● What to do
Would you please return the data below verbatim, without its pictures?

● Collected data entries

+---+

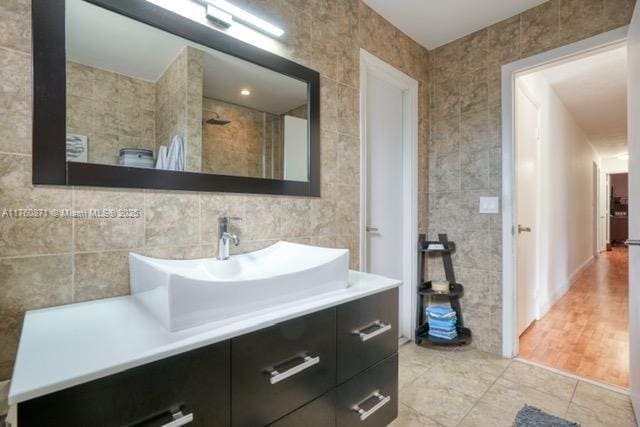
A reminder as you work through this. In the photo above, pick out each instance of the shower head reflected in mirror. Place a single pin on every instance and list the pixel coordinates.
(217, 120)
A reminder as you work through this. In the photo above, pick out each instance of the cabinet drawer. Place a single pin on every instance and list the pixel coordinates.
(370, 398)
(367, 332)
(195, 383)
(319, 413)
(279, 369)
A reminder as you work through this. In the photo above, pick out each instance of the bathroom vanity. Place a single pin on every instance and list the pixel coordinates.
(327, 360)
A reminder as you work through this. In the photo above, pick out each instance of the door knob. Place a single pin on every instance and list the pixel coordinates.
(522, 229)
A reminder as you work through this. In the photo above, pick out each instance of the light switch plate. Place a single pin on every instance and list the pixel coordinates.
(489, 205)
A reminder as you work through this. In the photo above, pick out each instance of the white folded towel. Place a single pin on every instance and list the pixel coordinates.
(161, 161)
(174, 158)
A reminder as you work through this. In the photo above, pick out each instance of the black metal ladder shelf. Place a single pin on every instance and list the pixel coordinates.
(444, 248)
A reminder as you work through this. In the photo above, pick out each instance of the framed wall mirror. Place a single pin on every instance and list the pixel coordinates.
(128, 94)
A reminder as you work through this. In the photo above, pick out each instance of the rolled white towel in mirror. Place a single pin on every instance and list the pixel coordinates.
(176, 154)
(161, 161)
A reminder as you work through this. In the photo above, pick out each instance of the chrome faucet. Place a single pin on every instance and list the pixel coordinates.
(224, 236)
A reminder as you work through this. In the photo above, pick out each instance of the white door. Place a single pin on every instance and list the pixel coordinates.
(384, 216)
(389, 183)
(596, 210)
(527, 190)
(295, 149)
(634, 207)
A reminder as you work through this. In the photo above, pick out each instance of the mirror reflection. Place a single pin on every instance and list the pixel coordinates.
(141, 97)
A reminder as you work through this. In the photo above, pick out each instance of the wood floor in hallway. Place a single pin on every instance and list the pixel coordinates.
(586, 331)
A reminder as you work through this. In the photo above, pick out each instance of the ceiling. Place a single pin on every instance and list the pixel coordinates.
(594, 90)
(433, 23)
(105, 40)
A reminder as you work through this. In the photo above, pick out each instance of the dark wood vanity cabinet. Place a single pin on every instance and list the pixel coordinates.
(279, 369)
(367, 332)
(335, 367)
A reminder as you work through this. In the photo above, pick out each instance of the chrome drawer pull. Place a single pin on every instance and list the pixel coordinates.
(179, 419)
(382, 328)
(382, 400)
(309, 361)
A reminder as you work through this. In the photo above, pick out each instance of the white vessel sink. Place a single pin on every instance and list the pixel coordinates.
(184, 294)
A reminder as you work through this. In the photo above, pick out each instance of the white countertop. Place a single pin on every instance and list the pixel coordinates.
(64, 346)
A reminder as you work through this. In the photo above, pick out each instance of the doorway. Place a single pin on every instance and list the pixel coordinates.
(388, 179)
(565, 127)
(527, 154)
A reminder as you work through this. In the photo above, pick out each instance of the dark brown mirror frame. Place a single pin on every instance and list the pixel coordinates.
(49, 107)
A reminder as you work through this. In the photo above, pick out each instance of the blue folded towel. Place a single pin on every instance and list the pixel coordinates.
(439, 310)
(447, 324)
(444, 335)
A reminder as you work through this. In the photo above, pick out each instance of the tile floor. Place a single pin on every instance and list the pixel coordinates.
(467, 387)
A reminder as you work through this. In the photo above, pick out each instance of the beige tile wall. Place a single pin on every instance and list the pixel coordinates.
(179, 105)
(45, 262)
(465, 149)
(113, 110)
(235, 148)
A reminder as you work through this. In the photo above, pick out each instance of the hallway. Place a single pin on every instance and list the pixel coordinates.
(586, 331)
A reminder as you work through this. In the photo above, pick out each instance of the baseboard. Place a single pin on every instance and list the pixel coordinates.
(573, 277)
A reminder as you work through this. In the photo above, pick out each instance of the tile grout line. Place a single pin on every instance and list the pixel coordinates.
(73, 247)
(485, 392)
(574, 376)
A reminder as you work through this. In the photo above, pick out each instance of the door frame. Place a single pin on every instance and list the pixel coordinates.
(535, 225)
(372, 65)
(604, 41)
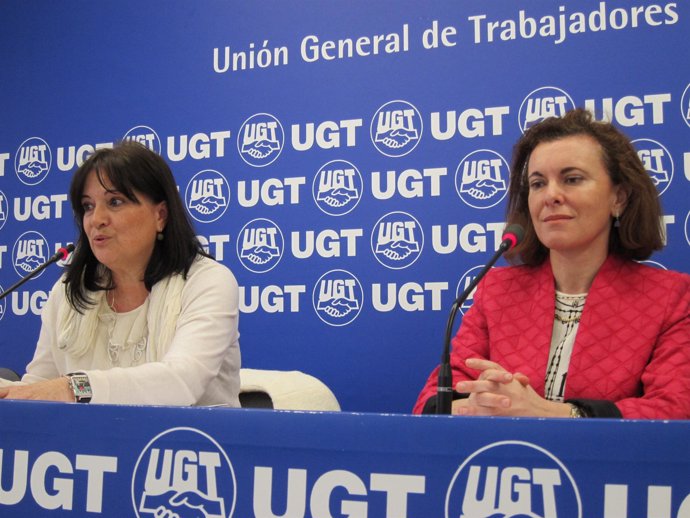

+---+

● Task response
A reminder as you work through this. In the photo above, pick out each instance of the shower head reflected in mirror. Place a single pin on every instance and list the pixel coordinates.
(217, 120)
A reminder as you work through this. In the photo above, pick out each instance of the cabinet drawer. Place a single pin on every instance and list the pixel coordinates.
(370, 398)
(367, 332)
(195, 383)
(319, 413)
(279, 369)
A reminder as you work through this. In the photo above, pick out each instance of the bathroom vanity. Place a single pin on every instance and list the pixel coordinates.
(327, 360)
A reminder as you work through this. In the photo above, pick out each instance of the door knob. Place a single pin on every instance and list the pixel coordinates.
(522, 229)
A reminder as you work through this. In the photo above, pick out each instance of the light switch plate. Place a single pin on every instance and list the pixel coordinates.
(489, 205)
A reminder as you work through this. In the photo above, pick out each instance of the white folded towel. Place a single pin on every instance and list the pixel coordinates.
(161, 161)
(174, 158)
A reminder as you work through this. In the photo above, pick out each instance of the black metal ladder shelf. Place a single pin on every instance and list the pixel coordinates.
(444, 248)
A reminder as you work through this. In the photo above, pick out each instance of the framed wall mirror. Place a single pin on every instance and list the pixel coordinates.
(128, 94)
A reminder as you work through this. In the photo above, pick out each instance of the rolled white towel in mirror. Place a single pin on every instance and list the pixel coordinates.
(176, 154)
(161, 161)
A reminder as you work through this. In the photo above, pick out each instance of the chrome faucet. Place a single pin on every instance and list the pixel coordinates.
(224, 236)
A reminder as you work through this. In the photo above, pick out each instance of the white door. Place a single pin on every instance and list the pixel coordinates.
(384, 216)
(389, 183)
(596, 210)
(527, 190)
(295, 149)
(634, 207)
A reminder as you work through this. In the photo above, pick out each instance of the mirror reflection. Place a single pin on every instance and list the pixel coordinates.
(141, 97)
A reminder as you work through this. In the photo above, pick out each instance of the wood floor in hallway. Place a single pin on every instance and list the pixel coordinates.
(586, 331)
A reminder as you work through this. In the photo above, pick out each instance of the ceiling. Place a single pin on every instance and list the pixel coordinates.
(594, 90)
(433, 23)
(105, 40)
A reminder as you work through this. In the photo above, pick out each instance of the dark wood vanity cabinet. Place a single pin on every instance and list the pixel coordinates.
(279, 369)
(367, 332)
(335, 367)
A reminder as you work through this. In the photo above, pick out each instance of the chrome drawer pull. Place a single pin on every instance and list the pixel coordinates.
(179, 419)
(382, 328)
(382, 400)
(309, 361)
A reminder as you work through this. In the photo above, pick out each instance of the white vessel sink. Place a single pin on every instance and list the pixel coordinates.
(184, 294)
A reminder as you work through this. In the photo above, pick out each instance of the white countertop. Place a single pin on every instance and list the pixel coordinates.
(64, 346)
A reminder as you work through this. In the photo above, pick out each instance of the doorway. Place a single pin on every instance and list the pixel coordinates.
(388, 179)
(565, 127)
(527, 154)
A reminder as you work through this. In the photo above, pick out each instance of the dark brown mirror frame. Place a single pin on every instance and list the pixel coordinates.
(49, 107)
A reminder as you work through this. In the photo above, pick out each instance of the blue folded towel. Place a single pin on every instance and list the pixel coordinates.
(439, 310)
(447, 324)
(444, 335)
A reminder as you work through this. In the photo above, pick out each instance of the tile floor. Place a single pin on every instance and list the pixel coordinates.
(467, 387)
A reminder as you work through this. In the photo above, pick out each instance of the beige tile wall. Place a single pin on every instance and list the pixel coordinates.
(179, 105)
(45, 262)
(465, 149)
(113, 110)
(235, 148)
A reminder as you work through this. In the photo above, pick out each instance of the hallway. Place a single pin on every instance and list the pixel coordinates.
(586, 331)
A reminder as you work through this. In the photo above, pick out each instance of the baseboard. Place a single pin on every instance and list the pixel coordinates.
(573, 277)
A reminder as you work through this. In the photo above, pick out each instance of the tile grout line. Place a single pin on every instance and list the pixel coordinates.
(73, 247)
(485, 392)
(574, 376)
A reminder as you work through this. In the photo above, pick out each instance of the door frame. Place a single pin on every instance and list the pixel coordinates.
(535, 225)
(372, 65)
(604, 41)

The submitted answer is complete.